(Excerpts of pointing data)
+===+
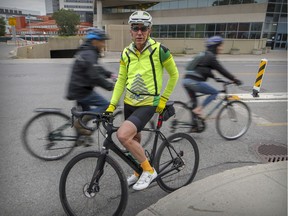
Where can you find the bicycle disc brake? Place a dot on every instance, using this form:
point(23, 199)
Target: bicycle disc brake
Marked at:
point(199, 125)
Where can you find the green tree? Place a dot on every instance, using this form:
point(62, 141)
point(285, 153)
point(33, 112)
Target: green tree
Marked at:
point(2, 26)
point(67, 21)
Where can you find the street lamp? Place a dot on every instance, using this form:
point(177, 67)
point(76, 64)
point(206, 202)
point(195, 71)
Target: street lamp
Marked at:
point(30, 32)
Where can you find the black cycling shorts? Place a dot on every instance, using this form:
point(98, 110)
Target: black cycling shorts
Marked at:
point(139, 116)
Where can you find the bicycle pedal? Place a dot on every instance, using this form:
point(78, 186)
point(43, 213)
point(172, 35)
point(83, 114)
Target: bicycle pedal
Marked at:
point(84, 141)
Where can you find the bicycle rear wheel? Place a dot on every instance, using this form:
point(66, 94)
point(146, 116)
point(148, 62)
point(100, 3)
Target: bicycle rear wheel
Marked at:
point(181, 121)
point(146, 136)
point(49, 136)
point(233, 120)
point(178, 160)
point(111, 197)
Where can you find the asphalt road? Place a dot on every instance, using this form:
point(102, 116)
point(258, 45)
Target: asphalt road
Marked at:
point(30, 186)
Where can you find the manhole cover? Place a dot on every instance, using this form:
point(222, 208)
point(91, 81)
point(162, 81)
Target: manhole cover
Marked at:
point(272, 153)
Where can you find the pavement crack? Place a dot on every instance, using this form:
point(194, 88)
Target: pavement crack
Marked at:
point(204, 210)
+===+
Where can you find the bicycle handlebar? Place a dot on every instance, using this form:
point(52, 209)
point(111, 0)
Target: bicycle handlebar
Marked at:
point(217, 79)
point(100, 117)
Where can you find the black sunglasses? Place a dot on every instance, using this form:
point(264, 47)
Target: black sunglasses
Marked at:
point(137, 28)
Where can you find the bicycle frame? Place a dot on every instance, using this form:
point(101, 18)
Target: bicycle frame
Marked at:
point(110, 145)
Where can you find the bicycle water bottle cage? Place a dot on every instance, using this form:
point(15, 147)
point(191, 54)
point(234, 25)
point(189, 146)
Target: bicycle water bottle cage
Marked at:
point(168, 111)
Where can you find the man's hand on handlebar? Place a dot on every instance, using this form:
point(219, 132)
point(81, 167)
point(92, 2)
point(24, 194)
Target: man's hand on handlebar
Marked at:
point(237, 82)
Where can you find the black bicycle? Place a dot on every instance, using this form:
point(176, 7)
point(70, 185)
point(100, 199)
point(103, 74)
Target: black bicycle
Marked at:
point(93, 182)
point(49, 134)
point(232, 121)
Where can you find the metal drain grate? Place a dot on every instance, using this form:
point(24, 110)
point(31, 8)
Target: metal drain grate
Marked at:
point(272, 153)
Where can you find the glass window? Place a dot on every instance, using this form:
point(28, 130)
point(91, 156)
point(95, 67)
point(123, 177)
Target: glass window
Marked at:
+===+
• **What to produce**:
Lay out the data from the line with "Where can you find the bicycle disc" to the line with "point(204, 210)", both included, as a numbered list with blank lines left out.

• **Task response**:
1. Where can you find the bicycle disc brake? Place a dot on every instance, using this form:
2. point(23, 199)
3. Target: bicycle disc brake
4. Marked at:
5. point(199, 125)
6. Where can you find the green tree? Place a dot on every instance, using this form:
7. point(62, 141)
8. point(285, 153)
9. point(33, 112)
10. Target: green tree
11. Marked at:
12. point(2, 26)
13. point(67, 21)
14. Where can you find the street lamp? Place a dot on every instance, using this form:
15. point(177, 67)
16. point(76, 64)
17. point(206, 202)
18. point(195, 71)
19. Target: street lamp
20. Marked at:
21. point(30, 32)
22. Where can you find the black cycling shorts? Place a dot on every instance, using this form:
23. point(98, 110)
24. Target: black cycling shorts
25. Marked at:
26. point(139, 116)
27. Where can you find the bicycle pedal? Place a dot on every instance, using this form:
28. point(78, 186)
29. point(43, 213)
30. point(172, 35)
31. point(83, 114)
32. Target: bicycle pedal
33. Marked at:
34. point(84, 141)
35. Where can you find the bicycle rear wheel? Place a dot on every instance, using this form:
36. point(66, 94)
37. point(146, 116)
38. point(148, 62)
39. point(100, 3)
40. Target: bicycle rear wheel
41. Marked at:
42. point(181, 121)
43. point(146, 136)
44. point(49, 136)
45. point(233, 120)
46. point(178, 160)
47. point(111, 197)
48. Where can you find the asphalt road? Place a dot on every instance, using this form:
49. point(102, 116)
50. point(258, 45)
51. Target: asphalt road
52. Marked at:
53. point(30, 186)
54. Where can you find the manhole cover? Place a dot on every instance, using this form:
55. point(222, 208)
56. point(91, 81)
57. point(162, 81)
58. Target: manhole cover
59. Marked at:
60. point(272, 153)
61. Where can you find the pavement crack? Place a dot on every instance, using this form:
62. point(194, 88)
63. Target: pavement crack
64. Marked at:
65. point(204, 210)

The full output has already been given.